### STATED PROBLEM A
In the email below, which high-profile site is named as one that wanted to avoid giving PageRank to its competition?

### SOURCE TEXT
╭──

Re: Linked Data and Semantic Web CoolURIs, 303 redirects and Page Rank. from Paul Houle on 2014-07-18 (public-lod@w3.org from July 2014)

From: Paul Houle <ontology2@gmail.com>
Date: Fri, 18 Jul 2014 13:02:57 -0400
To: Mark Fallu <m.fallu@griffith.edu.au>
Cc: Linked Data community <public-lod@w3.org>
Message-ID: <CAE__kdSJoMTAHL5Qyy_b8uJVFXauGu6cx6jjEh7KnfWwiYq6EQ@mail.gmail.com>
Frankly I don't care about PageRank,  and these days I don't know if
Google does.  These days Google gets direct sampling of user behavior
through Chrome and Google Analytics,  and this sort of data is
probably much more valuable than the link graph since they know about
things like time-on-page,  query chains,  and things like that.

If anything,  PageRank,  or what people imagine about PageRank has
been harmful to the web because it's created a situation where people
just don't make links to other web sites anymore.  It started with
high profile sites (ex. engadget) that just wanted to be greedy and
not give any PageRank to their competition.  Then you saw people using
the NOFOLLOW attribute because they thought that this too was a way to
be greedy.

Ten years ago I got a lot of emails from people that amounted to "I
will pay you $X if you make a link on page Y to page Z with anchor
text T".  You'd also find SEO firms that would ask for $X a month to
generate Y links to your site.

Recently Google made some changes and they seem to be punishing people
who have inappropriate links so now people get emails like "Would you
please remove the link from page X to page Y" and the new thing is
that SEO firms now want you to pay them $X to remove Y links to your
site.

╰──

Segmentation dataset rows
╭──

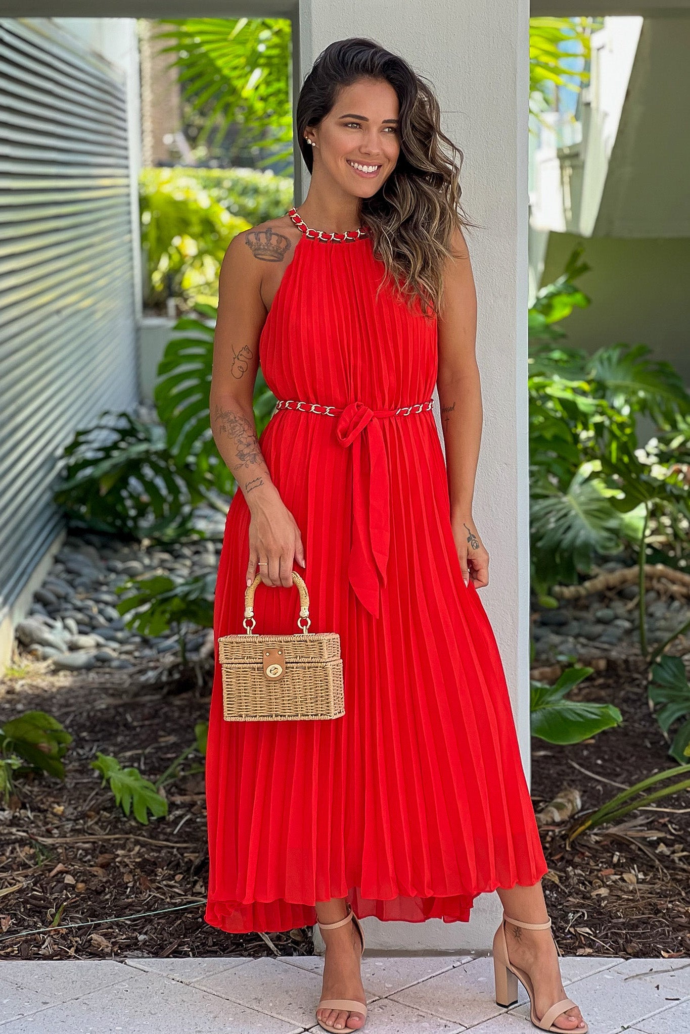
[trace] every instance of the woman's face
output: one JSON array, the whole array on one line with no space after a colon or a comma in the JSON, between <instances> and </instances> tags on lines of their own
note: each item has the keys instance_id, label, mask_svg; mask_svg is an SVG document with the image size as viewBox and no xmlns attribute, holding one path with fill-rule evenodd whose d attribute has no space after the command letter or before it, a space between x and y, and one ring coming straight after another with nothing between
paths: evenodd
<instances>
[{"instance_id":1,"label":"woman's face","mask_svg":"<svg viewBox=\"0 0 690 1034\"><path fill-rule=\"evenodd\" d=\"M400 152L398 110L397 94L385 80L342 87L320 125L306 129L317 145L312 175L325 172L348 193L371 197Z\"/></svg>"}]
</instances>

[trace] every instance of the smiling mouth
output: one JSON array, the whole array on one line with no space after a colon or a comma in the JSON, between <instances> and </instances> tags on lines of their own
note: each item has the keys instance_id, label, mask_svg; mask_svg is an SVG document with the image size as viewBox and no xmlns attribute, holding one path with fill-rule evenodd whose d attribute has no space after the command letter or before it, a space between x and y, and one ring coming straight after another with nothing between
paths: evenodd
<instances>
[{"instance_id":1,"label":"smiling mouth","mask_svg":"<svg viewBox=\"0 0 690 1034\"><path fill-rule=\"evenodd\" d=\"M346 158L346 161L348 162L350 168L354 169L355 172L359 173L360 176L368 176L368 177L376 176L382 168L380 164L366 165L362 161L351 161L350 158Z\"/></svg>"}]
</instances>

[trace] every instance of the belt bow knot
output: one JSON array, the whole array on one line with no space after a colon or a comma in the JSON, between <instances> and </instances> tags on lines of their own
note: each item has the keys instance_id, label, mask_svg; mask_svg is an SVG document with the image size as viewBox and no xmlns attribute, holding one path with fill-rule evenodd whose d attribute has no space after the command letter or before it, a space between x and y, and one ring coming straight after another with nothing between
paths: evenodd
<instances>
[{"instance_id":1,"label":"belt bow knot","mask_svg":"<svg viewBox=\"0 0 690 1034\"><path fill-rule=\"evenodd\" d=\"M338 416L335 435L343 449L352 448L353 524L348 577L359 600L378 617L390 548L388 458L378 410L360 401L350 402Z\"/></svg>"},{"instance_id":2,"label":"belt bow knot","mask_svg":"<svg viewBox=\"0 0 690 1034\"><path fill-rule=\"evenodd\" d=\"M279 398L276 409L323 413L337 417L336 442L352 449L352 528L348 578L362 605L374 617L381 611L381 589L386 587L390 550L390 477L381 417L409 416L430 410L433 399L400 405L396 409L370 409L364 402L343 408L290 398Z\"/></svg>"}]
</instances>

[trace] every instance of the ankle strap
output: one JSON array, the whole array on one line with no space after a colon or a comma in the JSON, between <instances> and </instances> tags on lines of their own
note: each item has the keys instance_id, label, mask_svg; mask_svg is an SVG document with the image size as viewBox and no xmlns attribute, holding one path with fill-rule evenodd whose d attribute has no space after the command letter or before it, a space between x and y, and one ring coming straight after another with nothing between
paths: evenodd
<instances>
[{"instance_id":1,"label":"ankle strap","mask_svg":"<svg viewBox=\"0 0 690 1034\"><path fill-rule=\"evenodd\" d=\"M551 925L550 917L547 922L522 922L521 919L511 919L509 915L503 913L506 922L514 922L516 926L524 926L527 930L548 930Z\"/></svg>"},{"instance_id":2,"label":"ankle strap","mask_svg":"<svg viewBox=\"0 0 690 1034\"><path fill-rule=\"evenodd\" d=\"M342 925L344 925L346 922L350 922L350 920L352 919L353 915L354 915L354 913L353 913L353 910L352 910L352 906L349 905L348 906L348 914L344 917L344 919L337 919L335 922L319 922L319 920L317 919L317 922L321 926L322 930L333 930L334 926L342 926Z\"/></svg>"}]
</instances>

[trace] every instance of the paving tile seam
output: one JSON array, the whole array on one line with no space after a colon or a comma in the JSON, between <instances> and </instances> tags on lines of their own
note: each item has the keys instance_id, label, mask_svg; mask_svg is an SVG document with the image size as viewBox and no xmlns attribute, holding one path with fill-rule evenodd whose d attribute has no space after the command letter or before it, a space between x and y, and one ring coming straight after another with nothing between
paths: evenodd
<instances>
[{"instance_id":1,"label":"paving tile seam","mask_svg":"<svg viewBox=\"0 0 690 1034\"><path fill-rule=\"evenodd\" d=\"M667 1005L662 1005L660 1009L655 1009L653 1012L646 1012L643 1016L636 1016L635 1020L631 1020L625 1027L617 1027L611 1034L624 1034L625 1031L632 1031L635 1024L643 1024L647 1020L653 1020L654 1016L658 1016L662 1012L669 1012L671 1009L678 1008L679 1005L685 1005L686 1002L690 1002L690 995L684 995L683 998L669 1002ZM642 1034L649 1034L649 1031L643 1031Z\"/></svg>"},{"instance_id":2,"label":"paving tile seam","mask_svg":"<svg viewBox=\"0 0 690 1034\"><path fill-rule=\"evenodd\" d=\"M62 1002L49 1002L48 1005L41 1006L40 1009L30 1009L28 1012L23 1012L20 1016L11 1016L9 1020L3 1020L0 1022L0 1027L6 1027L7 1024L14 1024L18 1020L26 1020L27 1016L37 1016L39 1012L46 1012L48 1009L55 1009L60 1005L68 1005L70 1002L79 1002L80 998L86 998L87 995L93 995L99 991L106 991L111 987L117 987L119 983L124 983L126 977L122 980L115 980L114 983L104 984L102 987L92 987L91 991L85 991L81 995L74 995L73 998L65 998ZM8 981L13 983L13 980ZM32 991L30 987L21 987L19 984L14 984L18 991ZM32 994L40 994L39 992L33 992Z\"/></svg>"}]
</instances>

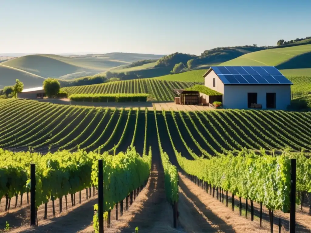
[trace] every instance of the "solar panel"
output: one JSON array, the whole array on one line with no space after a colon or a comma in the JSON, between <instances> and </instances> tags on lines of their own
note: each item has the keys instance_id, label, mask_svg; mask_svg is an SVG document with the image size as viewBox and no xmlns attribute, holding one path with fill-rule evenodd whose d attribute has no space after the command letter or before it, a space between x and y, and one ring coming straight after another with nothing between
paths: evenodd
<instances>
[{"instance_id":1,"label":"solar panel","mask_svg":"<svg viewBox=\"0 0 311 233\"><path fill-rule=\"evenodd\" d=\"M277 80L280 83L290 84L291 82L283 75L272 75L272 77Z\"/></svg>"},{"instance_id":2,"label":"solar panel","mask_svg":"<svg viewBox=\"0 0 311 233\"><path fill-rule=\"evenodd\" d=\"M239 81L240 83L243 83L244 84L247 84L249 83L246 80L244 79L242 75L233 75L234 76L234 77L238 81Z\"/></svg>"},{"instance_id":3,"label":"solar panel","mask_svg":"<svg viewBox=\"0 0 311 233\"><path fill-rule=\"evenodd\" d=\"M225 84L292 84L274 66L212 66Z\"/></svg>"},{"instance_id":4,"label":"solar panel","mask_svg":"<svg viewBox=\"0 0 311 233\"><path fill-rule=\"evenodd\" d=\"M271 75L283 75L274 66L262 66L263 69Z\"/></svg>"},{"instance_id":5,"label":"solar panel","mask_svg":"<svg viewBox=\"0 0 311 233\"><path fill-rule=\"evenodd\" d=\"M254 77L251 75L243 75L243 77L249 83L251 84L258 84L259 83L257 80L255 79Z\"/></svg>"}]
</instances>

╰──

### STATED PROBLEM B
List every line in the rows above that contains the word "mouth".

### RESPONSE A
engadget

### RESPONSE B
[trace] every instance of the smiling mouth
[{"instance_id":1,"label":"smiling mouth","mask_svg":"<svg viewBox=\"0 0 690 1034\"><path fill-rule=\"evenodd\" d=\"M346 158L346 161L348 162L350 168L354 169L355 172L359 173L360 176L368 176L368 177L376 176L382 168L380 164L366 165L362 161L351 161L350 158Z\"/></svg>"}]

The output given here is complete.